## start
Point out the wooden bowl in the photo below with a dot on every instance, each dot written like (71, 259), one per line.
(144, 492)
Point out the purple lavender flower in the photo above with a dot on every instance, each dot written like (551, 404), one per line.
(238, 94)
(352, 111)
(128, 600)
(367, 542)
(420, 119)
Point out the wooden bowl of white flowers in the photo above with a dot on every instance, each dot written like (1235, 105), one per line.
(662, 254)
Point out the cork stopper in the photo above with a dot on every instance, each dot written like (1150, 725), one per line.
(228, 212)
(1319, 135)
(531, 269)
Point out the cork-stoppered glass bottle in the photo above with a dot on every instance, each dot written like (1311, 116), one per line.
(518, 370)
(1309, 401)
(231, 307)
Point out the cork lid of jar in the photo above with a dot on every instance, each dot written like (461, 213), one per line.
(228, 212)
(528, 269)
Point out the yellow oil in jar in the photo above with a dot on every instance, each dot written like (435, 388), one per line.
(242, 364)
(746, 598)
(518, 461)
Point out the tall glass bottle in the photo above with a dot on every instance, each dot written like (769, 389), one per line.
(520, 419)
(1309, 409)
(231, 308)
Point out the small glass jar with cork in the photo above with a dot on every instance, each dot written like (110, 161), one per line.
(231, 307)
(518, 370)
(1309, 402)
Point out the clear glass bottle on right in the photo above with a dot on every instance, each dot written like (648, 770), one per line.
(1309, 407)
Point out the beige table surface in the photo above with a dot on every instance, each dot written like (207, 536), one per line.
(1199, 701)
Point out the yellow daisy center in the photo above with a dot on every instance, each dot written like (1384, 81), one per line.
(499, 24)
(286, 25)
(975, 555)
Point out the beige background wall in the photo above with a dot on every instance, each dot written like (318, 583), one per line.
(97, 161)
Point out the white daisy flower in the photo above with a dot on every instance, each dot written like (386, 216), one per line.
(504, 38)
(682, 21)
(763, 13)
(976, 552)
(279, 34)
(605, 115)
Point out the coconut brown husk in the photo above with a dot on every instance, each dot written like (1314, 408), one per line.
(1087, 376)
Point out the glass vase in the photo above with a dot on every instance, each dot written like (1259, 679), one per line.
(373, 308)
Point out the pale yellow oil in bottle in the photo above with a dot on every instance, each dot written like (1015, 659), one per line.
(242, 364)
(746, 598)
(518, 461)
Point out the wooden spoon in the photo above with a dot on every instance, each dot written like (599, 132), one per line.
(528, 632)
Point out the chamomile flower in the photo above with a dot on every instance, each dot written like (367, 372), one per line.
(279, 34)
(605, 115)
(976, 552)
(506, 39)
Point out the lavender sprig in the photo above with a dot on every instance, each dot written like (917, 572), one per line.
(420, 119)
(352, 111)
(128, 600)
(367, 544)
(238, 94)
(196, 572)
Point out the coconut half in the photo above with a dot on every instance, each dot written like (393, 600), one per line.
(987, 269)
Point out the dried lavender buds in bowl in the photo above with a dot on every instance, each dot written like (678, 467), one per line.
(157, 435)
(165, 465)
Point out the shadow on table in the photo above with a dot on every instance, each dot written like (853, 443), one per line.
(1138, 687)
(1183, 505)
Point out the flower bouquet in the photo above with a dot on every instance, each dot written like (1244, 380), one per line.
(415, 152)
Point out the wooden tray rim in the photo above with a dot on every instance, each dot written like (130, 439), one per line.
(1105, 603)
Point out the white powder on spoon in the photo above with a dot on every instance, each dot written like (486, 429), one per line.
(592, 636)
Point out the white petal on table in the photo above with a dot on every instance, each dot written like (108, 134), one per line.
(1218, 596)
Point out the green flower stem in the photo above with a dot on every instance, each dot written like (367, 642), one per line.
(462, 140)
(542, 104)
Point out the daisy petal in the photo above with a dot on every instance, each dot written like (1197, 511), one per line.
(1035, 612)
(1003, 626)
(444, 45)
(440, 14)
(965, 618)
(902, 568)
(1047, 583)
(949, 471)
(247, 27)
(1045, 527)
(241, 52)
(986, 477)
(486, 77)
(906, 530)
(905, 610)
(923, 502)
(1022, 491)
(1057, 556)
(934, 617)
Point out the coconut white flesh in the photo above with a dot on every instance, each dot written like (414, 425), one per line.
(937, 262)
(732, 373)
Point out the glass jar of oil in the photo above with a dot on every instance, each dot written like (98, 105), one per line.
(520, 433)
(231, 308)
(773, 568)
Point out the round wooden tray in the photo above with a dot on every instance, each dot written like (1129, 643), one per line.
## end
PROBLEM:
Reproduce each line of the material above precisely.

SOLUTION FOR THIS TASK:
Point out the wooden bowl in the photo below with a dot on every instance, each dot written like (71, 259), one per line.
(144, 492)
Point out the purple lavender flower in the photo above with a dot on every instance, each dot written like (551, 404), one per line.
(238, 94)
(352, 111)
(128, 600)
(367, 542)
(420, 119)
Point out the wooden bowl of white flowers in the photo above with a dot on every instance, each dot written like (1235, 105), one per line.
(662, 254)
Point out the cork stopper in the photo above with a dot on every instance, each dot written like (1150, 725), one per line.
(228, 212)
(1319, 135)
(531, 269)
Point out the cork-stoppered glass bottle in the photo above with a dot on every instance, each dot written like (1311, 116), one per line.
(518, 370)
(1309, 401)
(231, 307)
Point out the cork lid of jar in the photo above with a dot on every instance, each dot written like (461, 213), one per line.
(228, 212)
(528, 269)
Point out the yellow oil in jar in the photo above with a dot on every instance, each dot written like (435, 388), one per line.
(242, 364)
(746, 598)
(518, 461)
Point out the tall glass bottle in the photo above with a dot on every instance, each dot written like (769, 389), one per line.
(520, 419)
(1309, 409)
(231, 308)
Point out the small glass jar with cork in the photo above with a dot on every instance, each dot written like (110, 161), one per line.
(231, 307)
(518, 370)
(1309, 402)
Point out the clear glass bottle on right in the photo above with a dot on every instance, each dot written like (648, 770), one per line.
(1309, 407)
Point out the beige table surface in the photo above with a dot on every instance, each dot written like (207, 536), one per line.
(1199, 701)
Point out the yellow daisy center in the photo above with a dot on every instance, each dot written like (1384, 81), one per line.
(499, 24)
(286, 25)
(975, 555)
Point out the beige background wall in the photo above with a dot on every instance, each dot written like (318, 583), one per line.
(97, 161)
Point out the white daisy flower in the photo above with a dot on every instance, each dot written like (386, 216), one per line.
(504, 38)
(682, 21)
(763, 13)
(976, 552)
(279, 34)
(605, 115)
Point out the coconut brown husk in the photo above with a dot on every instance, each dot written like (1314, 408), one per line.
(1087, 376)
Point out the glass vase in the photo above with a dot on every instance, each dot written like (1259, 679), one per line.
(373, 308)
Point out the pale yellow oil in bottle in the photo above with a dot on every instance, each dot written like (1015, 659), one per line.
(242, 364)
(746, 598)
(518, 461)
Point out the wooden spoon in the photo above with a dot on every instance, each dot written like (599, 132), one per line.
(528, 632)
Point out the chamomile flower in the photo above with a dot on every instance, each dot written like (367, 372), one per line.
(279, 34)
(605, 115)
(976, 552)
(506, 39)
Point out the lavender sprig in the photo above with a dot on every instance, each dot written like (917, 572), one per line.
(420, 119)
(352, 111)
(128, 600)
(367, 544)
(238, 94)
(196, 572)
Point out the coconut half in the photo above with a dot on every instance, each dot written like (393, 600), one per line.
(987, 269)
Point out the dried lavender buds in bowl in the photo above with a dot on every instance, each dot written like (678, 467), one per line.
(157, 435)
(165, 465)
Point out the shadow on table in the photo above with a dot on every instance, each dot written like (853, 443), one per line.
(1138, 687)
(1183, 505)
Point out the flower bouquet in the photo above with a dot on every instance, each dot written like (1244, 380), one per line.
(415, 152)
Point out the wooden tray rim in the photo above with a dot on every instance, each dot written like (130, 439), one per line.
(1105, 603)
Point out the white powder on spoon in the photo above with a dot on every instance, each dot written like (486, 429), one per line.
(592, 636)
Point out the white petal on table in the photo above with a dot on every instance, each dot written like (108, 134), one per line.
(1218, 596)
Point out the green flower stem in the photo above with a dot on every instance, each dot written like (367, 642), one per line.
(462, 140)
(542, 104)
Point out the daisy petal in the photo above with a dot on every instance, each dot written like (1197, 511), one per line.
(1035, 612)
(1003, 626)
(444, 45)
(440, 14)
(965, 618)
(902, 568)
(1047, 583)
(949, 471)
(247, 27)
(1045, 527)
(241, 52)
(986, 477)
(486, 77)
(906, 530)
(905, 610)
(923, 502)
(1022, 491)
(1057, 556)
(934, 617)
Point out the coconut white flesh in the photo above with a dot on every instance, each dot written like (414, 425), one per line.
(937, 262)
(732, 373)
Point out the glass jar of oil in the photo above with a dot on every instance, each dot written like (98, 105), one per line.
(520, 433)
(231, 308)
(773, 568)
Point out the round wooden tray in the photo above with a dot on every instance, each dot written like (1129, 643), one per line.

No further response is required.